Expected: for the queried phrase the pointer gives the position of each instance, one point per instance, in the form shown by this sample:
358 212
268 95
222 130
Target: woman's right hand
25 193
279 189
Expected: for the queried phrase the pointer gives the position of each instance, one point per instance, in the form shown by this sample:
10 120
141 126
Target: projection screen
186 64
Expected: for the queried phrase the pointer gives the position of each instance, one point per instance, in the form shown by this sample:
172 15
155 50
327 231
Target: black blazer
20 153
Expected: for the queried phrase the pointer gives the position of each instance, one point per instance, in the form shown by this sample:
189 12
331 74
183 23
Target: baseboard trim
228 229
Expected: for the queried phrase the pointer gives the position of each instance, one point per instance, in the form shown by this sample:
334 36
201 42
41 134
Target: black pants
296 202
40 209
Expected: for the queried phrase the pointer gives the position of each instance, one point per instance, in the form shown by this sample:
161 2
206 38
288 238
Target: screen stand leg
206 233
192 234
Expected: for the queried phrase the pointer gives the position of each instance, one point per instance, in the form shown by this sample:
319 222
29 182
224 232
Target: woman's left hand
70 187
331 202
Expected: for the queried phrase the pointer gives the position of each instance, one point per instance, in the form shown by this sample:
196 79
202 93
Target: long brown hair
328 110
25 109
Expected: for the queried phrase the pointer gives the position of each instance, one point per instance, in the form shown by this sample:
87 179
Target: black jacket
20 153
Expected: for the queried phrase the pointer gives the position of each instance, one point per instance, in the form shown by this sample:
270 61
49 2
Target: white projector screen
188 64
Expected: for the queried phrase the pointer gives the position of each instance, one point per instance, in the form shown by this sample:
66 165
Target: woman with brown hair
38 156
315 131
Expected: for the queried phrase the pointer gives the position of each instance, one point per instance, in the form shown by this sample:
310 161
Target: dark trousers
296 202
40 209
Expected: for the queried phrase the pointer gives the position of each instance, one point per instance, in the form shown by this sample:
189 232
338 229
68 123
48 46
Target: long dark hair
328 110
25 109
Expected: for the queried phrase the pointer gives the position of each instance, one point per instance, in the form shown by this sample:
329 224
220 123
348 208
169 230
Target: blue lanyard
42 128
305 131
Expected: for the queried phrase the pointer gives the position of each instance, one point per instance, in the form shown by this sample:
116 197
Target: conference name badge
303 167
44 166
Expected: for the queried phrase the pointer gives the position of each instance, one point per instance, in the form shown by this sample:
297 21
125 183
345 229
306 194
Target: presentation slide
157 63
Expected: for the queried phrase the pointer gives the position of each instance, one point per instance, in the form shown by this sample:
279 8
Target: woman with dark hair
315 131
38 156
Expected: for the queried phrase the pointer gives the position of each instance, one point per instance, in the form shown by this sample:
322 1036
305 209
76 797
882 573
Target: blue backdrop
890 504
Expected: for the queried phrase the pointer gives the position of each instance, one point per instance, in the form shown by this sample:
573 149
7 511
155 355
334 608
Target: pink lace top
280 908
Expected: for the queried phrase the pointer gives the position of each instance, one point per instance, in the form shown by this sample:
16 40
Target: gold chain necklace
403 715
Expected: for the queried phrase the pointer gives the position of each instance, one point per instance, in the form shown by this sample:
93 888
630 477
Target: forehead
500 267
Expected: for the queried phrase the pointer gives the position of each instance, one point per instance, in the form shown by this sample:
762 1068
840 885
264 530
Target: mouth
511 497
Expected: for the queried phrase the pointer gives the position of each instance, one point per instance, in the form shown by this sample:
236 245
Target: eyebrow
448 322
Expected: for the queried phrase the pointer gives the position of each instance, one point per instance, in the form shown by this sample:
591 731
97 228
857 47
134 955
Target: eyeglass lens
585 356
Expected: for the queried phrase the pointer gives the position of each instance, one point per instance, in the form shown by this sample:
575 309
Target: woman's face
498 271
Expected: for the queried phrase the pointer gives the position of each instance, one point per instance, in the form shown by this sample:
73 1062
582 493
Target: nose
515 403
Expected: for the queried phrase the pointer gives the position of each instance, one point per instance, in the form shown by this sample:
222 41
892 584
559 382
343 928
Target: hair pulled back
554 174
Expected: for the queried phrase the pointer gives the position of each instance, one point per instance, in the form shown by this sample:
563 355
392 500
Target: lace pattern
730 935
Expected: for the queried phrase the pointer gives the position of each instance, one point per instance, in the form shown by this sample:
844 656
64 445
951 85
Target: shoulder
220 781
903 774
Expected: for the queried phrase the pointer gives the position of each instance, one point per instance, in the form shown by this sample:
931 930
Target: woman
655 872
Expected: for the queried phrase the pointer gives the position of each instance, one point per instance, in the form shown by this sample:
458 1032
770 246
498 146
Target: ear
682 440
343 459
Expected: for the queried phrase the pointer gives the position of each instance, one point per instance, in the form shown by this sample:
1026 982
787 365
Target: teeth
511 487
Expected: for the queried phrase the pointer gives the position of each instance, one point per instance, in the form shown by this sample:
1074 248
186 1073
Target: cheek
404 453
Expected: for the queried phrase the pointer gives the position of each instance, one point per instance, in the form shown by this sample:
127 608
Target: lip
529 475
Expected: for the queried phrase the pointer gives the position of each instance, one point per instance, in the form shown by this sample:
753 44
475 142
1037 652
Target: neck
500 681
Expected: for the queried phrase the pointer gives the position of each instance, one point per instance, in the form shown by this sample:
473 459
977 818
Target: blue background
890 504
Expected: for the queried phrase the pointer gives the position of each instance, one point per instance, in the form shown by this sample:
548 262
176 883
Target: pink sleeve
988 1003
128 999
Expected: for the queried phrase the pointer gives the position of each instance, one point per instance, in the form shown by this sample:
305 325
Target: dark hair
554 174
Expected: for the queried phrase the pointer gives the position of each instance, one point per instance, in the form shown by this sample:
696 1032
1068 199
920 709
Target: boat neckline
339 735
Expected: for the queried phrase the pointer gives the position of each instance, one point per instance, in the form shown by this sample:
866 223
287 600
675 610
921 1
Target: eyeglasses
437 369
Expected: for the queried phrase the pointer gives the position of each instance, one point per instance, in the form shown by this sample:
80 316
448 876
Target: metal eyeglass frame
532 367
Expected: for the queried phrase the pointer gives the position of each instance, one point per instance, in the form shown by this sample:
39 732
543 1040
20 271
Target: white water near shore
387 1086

---

#### SET EXERCISE
The entries above must be returned exactly.

#### WRITTEN SOLUTION
Expected: for the queried phrase the pointer gives the position of each instance, one point per instance, in the form shown by this sample:
358 212
268 95
222 130
Target: woman's right hand
25 193
279 189
Expected: for the queried phrase the pointer gives the position of each instance, one point per instance, in the form shown by this sample:
10 120
141 126
Target: projection screen
186 64
Expected: for the queried phrase the pointer gives the position of each instance, one point per instance, in the form shown by this sample:
172 15
155 50
327 231
Target: black blazer
20 153
Expected: for the queried phrase the pointer gives the position of each instance, one point per instance, in the form shown by this sample:
189 12
331 74
183 23
Target: baseboard trim
228 229
Expected: for the queried phrase the pointer gives the position of each instance, one point per instance, in the form shown by this sample:
334 36
201 42
41 134
Target: black pants
296 202
40 209
Expected: for the queried phrase the pointer gives the position of each instance, one point per instance, in the form shown by this sample:
161 2
206 38
288 238
Target: screen stand leg
206 233
192 234
Expected: for the queried phrase the pointer gives the position of each instance, one point per instance, in the form shown by this sample:
319 222
29 182
224 232
Target: woman's left hand
70 187
331 202
Expected: for the queried phrase the pointer gives the position of each instance, one point per instance, in the form shown by this sample:
196 79
202 93
Target: long brown hair
328 110
25 109
Expected: for the queried phrase the pointer gives the position of each instance, one point per instance, in the form shown by this sample:
87 179
Target: black jacket
20 153
Expected: for the queried phrase the pointer gives the position of each instance, one point per instance, in the form shown by this sample:
270 61
49 2
Target: white projector screen
188 64
Expected: for the queried phrase the pointer gives the position of each instance, one point per instance, in the form shown by this sample:
66 165
Target: woman with brown hair
38 156
315 131
Expected: for the queried phrase the pointer gives the position of each instance, one point per instance, in the form shown by this sample:
310 161
Target: dark trousers
296 202
40 209
Expected: for the queried phrase the pointer gives the position of each instance, one point per instance, in the form shown by this sample:
189 232
338 229
68 123
48 46
Target: long dark hair
328 110
25 109
Expected: for the queried phrase the pointer gives the position of each instance, one point per instance, in the form shown by this sample:
329 224
220 123
348 208
169 230
Target: blue lanyard
42 128
305 131
Expected: for the queried phrase the pointer gives the position of each instance, one point per instance, in the form shown by this sample:
116 197
Target: conference name badge
303 167
44 166
Expected: for the queried phrase the pointer gives the position of each instance, one point per instance, in the form shown by this sample:
297 21
125 183
345 229
306 194
Target: presentation slide
157 63
Expected: for the queried phrase the pointer gives the position of each instance, one point per instance, in the form shown by this sample:
279 8
Target: woman with dark hair
315 131
38 156
Expected: for the queried phrase the pointer gives the position of each instance, one point per instance, in the form shown by this sample:
322 1036
305 209
76 797
882 573
Target: blue backdrop
890 504
Expected: for the queried phrase the pointer gives the position of each instance, one point per instance, in the form shown by this sample:
573 149
7 511
155 355
334 608
Target: pink lace top
280 908
Expected: for the queried phrase the pointer gives the position of each instance, one point per instance, in the form shown by this sample:
16 40
Target: gold chain necklace
403 715
Expected: for the queried phrase the pointer gives the position of each instance, one point per instance, in the form shown by this sample:
93 888
630 477
Target: forehead
500 267
Expected: for the queried phrase the pointer gives the position of each instance, one point per instance, in the form shown by this sample:
762 1068
840 885
264 530
Target: mouth
511 497
Expected: for the queried phrase the pointer gives the position of each instance, one point per instance, in the form shown by this sample:
236 245
Target: eyebrow
448 322
Expected: for the queried phrase the pointer gives the position of each instance, one point per instance, in the form shown by this sample:
591 731
97 228
857 47
134 955
Target: eyeglass lens
585 356
Expected: for the queried phrase the pointer gives the position of each instance, one point per instance, in the form shown by this sample:
575 309
Target: woman's face
498 271
Expected: for the queried phrase the pointer gives the position of each instance, one point per instance, in the form shown by this sample:
73 1062
582 493
Target: nose
515 403
Expected: for the queried phrase the pointer gives the position of each instance, one point per instance, in the form shown by this sample:
222 41
892 584
559 382
343 928
Target: hair pulled back
554 174
Expected: for the queried phrase the pointer gives the position of each instance, one point per instance, in the form shown by this sample:
563 355
392 500
Target: lace pattern
730 935
Expected: for the queried phrase the pointer gives the position of each instance, one point per instance, in the form shown by this sample:
844 656
64 445
951 85
Target: shoulder
220 781
903 774
Expected: for the queried phrase the pointer gives the position of each instance, one point per instance, in the form shown by this sample:
931 930
Target: woman
655 872
Expected: for the queried phrase the pointer gives the position of each instance, one point per instance, in the form shown by this sample:
458 1032
770 246
498 146
Target: ear
682 440
343 459
Expected: for the queried phrase the pointer gives the position of each instance, one point per instance, in the form shown by this sample:
1026 982
787 365
Target: teeth
511 487
Expected: for the queried phrase the pointer gives the position of each instance, one point per instance, in the form shown by this sample:
1074 248
186 1073
Target: cheek
404 453
Expected: for the queried phrase the pointer gives the position of each instance, one point per instance, in the form shown by this sample:
127 608
Target: lip
529 475
Expected: for the queried phrase the pointer gives the position of each instance, one point per instance, in the form shown by this sample:
753 44
475 142
1037 652
Target: neck
500 681
Expected: for the queried phrase the pointer gives the position of each instance, one point per instance, in the form shown by this sample:
473 459
977 818
Target: blue background
890 504
Expected: for the queried phrase the pointer gives the position of each instance, one point per instance, in the form shown by this sample:
548 262
176 883
Target: pink sleeve
988 1003
128 999
Expected: for the queried phrase the pointer gives the position of each instance, one point per instance, in the form shown by this sample:
305 325
Target: dark hair
554 174
Expected: for the queried phrase the pointer gives the position of each instance, one point per instance, in the form shown by this sample:
696 1032
1068 199
920 709
Target: boat neckline
339 735
Expected: for the queried phrase the pointer gives the position of each instance, one point per instance, in the form shown by this sample:
866 223
287 600
675 610
921 1
Target: eyeglasses
437 369
Expected: for the queried phrase the pointer gives the position of each instance, one point per instance, in the form shown by this sample:
80 316
448 876
Target: metal eyeglass frame
532 367
Expected: for the queried phrase the pointer gives the position of each instance, one point per instance, in the form shown by this sample:
39 732
543 1040
20 271
Target: white water near shore
387 1086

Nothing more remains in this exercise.